## KUTIPAN DOKUMEN
Tadi, sekitar satu jam yang lalu, gua post status di Facebook yang intinya gua pengen banget tontonan di Indonesia itu bisa lebih mencerdaskan. Oke, berita-berita gitu atau talkshow mungkin ada beberapa yang mencerdaskan, tapi masih banyak yang nggak. Tapi dari semua jenis tontonan, yang paling-paling gua pengen untuk menjadi lebih cerdas adalah sinetron.
Gua suka banget nonton sinetron, dulu. Sepuluh tahun lalu menurut gua sinetron Indonesia itu masih bisa dibilang bagus. Kenapa? Karena ditayangkan satu kali seminggu, ceritanya lebih serius, penampilan (akting) para pemainnya masih sangat baik, dan sinematografinya juga masih bagus (karena dikerjakan dengan serius dan nggak diburu-buru waktu tayang). Ide ceritanya mungkin kurang lebih sama dengan yang sekarang ada, tapi lebih sedikit delay dan adegan dramatis yang lebay.

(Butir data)
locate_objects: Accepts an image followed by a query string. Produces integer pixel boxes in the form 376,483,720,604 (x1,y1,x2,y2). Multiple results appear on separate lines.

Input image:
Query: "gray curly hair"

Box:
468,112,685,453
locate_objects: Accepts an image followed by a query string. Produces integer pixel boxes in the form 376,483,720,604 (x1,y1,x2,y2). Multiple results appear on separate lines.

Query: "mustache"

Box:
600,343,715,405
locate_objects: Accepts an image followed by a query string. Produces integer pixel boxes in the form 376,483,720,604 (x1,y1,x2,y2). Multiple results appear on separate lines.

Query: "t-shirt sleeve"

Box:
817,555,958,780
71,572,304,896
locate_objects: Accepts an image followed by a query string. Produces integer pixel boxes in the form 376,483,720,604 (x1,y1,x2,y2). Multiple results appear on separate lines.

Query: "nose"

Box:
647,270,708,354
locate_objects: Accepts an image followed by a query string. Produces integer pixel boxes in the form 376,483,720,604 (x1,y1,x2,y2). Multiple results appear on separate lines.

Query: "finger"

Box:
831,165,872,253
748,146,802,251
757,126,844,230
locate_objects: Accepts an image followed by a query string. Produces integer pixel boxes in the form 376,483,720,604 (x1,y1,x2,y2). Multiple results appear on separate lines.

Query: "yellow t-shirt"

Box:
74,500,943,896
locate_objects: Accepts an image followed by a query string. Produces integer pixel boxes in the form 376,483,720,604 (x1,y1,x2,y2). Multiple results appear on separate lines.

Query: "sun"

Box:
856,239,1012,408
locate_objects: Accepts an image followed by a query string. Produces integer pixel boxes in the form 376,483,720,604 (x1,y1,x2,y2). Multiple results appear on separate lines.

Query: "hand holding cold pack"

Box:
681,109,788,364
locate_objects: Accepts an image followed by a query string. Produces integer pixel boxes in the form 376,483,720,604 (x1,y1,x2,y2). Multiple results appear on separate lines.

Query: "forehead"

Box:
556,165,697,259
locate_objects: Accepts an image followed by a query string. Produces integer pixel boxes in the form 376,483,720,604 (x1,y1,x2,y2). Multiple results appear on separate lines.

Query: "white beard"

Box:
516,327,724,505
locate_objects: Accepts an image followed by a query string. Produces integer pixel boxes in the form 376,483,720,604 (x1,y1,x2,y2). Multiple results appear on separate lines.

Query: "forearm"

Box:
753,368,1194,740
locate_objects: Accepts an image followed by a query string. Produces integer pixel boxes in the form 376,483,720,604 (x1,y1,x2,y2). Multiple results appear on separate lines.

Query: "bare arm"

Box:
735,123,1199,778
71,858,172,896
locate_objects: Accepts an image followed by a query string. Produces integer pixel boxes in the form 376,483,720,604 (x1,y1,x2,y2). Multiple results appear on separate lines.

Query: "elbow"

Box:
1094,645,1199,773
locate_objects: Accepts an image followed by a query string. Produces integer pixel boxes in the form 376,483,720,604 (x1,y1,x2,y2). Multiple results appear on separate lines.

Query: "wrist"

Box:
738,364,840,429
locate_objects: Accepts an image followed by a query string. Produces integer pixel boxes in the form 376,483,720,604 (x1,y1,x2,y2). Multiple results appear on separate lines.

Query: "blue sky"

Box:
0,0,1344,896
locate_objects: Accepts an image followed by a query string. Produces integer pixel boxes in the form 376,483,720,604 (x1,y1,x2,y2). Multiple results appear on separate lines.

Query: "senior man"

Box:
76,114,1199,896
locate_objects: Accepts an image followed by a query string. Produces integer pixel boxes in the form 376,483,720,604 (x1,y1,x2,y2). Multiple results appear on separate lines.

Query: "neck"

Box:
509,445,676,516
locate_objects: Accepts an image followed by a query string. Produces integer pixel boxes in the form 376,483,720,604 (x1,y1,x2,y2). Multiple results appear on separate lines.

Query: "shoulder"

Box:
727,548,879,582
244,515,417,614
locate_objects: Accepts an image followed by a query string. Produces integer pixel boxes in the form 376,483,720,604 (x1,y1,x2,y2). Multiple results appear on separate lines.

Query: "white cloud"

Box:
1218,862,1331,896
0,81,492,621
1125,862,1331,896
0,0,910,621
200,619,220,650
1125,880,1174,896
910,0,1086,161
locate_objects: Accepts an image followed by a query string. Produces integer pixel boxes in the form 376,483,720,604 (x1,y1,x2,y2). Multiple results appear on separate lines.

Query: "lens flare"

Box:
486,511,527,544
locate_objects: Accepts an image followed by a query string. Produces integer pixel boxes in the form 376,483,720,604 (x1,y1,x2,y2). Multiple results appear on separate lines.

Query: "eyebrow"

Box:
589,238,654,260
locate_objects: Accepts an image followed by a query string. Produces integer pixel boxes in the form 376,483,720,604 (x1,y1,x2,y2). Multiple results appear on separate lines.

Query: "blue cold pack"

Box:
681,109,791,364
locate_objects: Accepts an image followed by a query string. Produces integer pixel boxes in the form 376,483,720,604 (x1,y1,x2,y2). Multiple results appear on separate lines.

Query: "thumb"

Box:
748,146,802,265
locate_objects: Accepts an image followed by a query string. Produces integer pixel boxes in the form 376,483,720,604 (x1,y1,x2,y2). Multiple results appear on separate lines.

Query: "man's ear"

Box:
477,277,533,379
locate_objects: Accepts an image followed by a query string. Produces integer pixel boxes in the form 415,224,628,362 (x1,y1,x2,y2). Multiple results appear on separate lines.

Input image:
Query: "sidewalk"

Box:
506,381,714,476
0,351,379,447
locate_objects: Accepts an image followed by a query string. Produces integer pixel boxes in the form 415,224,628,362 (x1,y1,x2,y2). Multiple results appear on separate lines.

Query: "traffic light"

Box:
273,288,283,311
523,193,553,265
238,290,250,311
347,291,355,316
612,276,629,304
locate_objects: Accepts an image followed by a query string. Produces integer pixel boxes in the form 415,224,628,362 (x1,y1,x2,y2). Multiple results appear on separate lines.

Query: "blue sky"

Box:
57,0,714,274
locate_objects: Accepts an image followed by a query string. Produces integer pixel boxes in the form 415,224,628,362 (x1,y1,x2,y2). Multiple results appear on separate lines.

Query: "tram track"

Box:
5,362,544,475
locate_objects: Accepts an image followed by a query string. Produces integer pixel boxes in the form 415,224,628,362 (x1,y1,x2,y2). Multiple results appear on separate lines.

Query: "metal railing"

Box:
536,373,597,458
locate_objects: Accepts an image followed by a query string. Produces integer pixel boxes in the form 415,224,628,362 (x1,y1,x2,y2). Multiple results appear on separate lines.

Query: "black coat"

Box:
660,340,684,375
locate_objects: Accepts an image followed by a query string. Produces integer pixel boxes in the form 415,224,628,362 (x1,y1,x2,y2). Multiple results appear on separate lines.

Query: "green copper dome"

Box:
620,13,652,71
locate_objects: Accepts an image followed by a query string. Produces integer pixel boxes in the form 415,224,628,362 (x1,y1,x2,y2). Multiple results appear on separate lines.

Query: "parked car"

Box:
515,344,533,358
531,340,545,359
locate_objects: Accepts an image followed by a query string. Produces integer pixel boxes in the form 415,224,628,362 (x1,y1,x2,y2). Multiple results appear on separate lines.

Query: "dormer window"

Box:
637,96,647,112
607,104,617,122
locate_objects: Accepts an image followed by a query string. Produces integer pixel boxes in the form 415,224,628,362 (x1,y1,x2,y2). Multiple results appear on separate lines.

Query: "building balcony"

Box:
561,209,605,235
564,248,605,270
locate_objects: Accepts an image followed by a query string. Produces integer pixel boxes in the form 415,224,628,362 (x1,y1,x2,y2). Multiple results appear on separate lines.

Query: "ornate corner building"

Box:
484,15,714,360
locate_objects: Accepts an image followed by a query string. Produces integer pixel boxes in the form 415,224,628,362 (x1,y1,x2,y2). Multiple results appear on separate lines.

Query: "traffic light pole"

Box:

## TUJUAN TUGAS
Lanjutkan tulisan tentang sinetron Indonesia, mulai dari sesudah kalimat terakhirnya.

## JAWABAN TERTULIS
Sejak sinetron Indonesia itu striping, gua merasa semakin banyak kemunduran dalam sinetron Indonesia. Jumlah episode yang makin banyak cuma jadi satu-satunya 'kemajuan' yang ada menurut gua. Dulu, ada sinetron Tersanjung yang jilidnya dari 1-6 dan masih ada sekuelnya dengan judul yang beda yang tayang sejak gua masih di TK sampai gua SMP. Tapi dari durasi tayang yang lebih dari 6 tahun itu, jumlah episodenya cuma sekitar 300an. Beda dengan sinetron sekarang yang bisa tayang setiap hari selama satu tahun penuh dan masih di lanjut jilid berikutnya di tahun berikutnya. -_- Tapi anehnya masih aja banyak iklan yang mensponsori tayangan-tayangan macam ini, walaupun nggak bermutu. Kenapa ya?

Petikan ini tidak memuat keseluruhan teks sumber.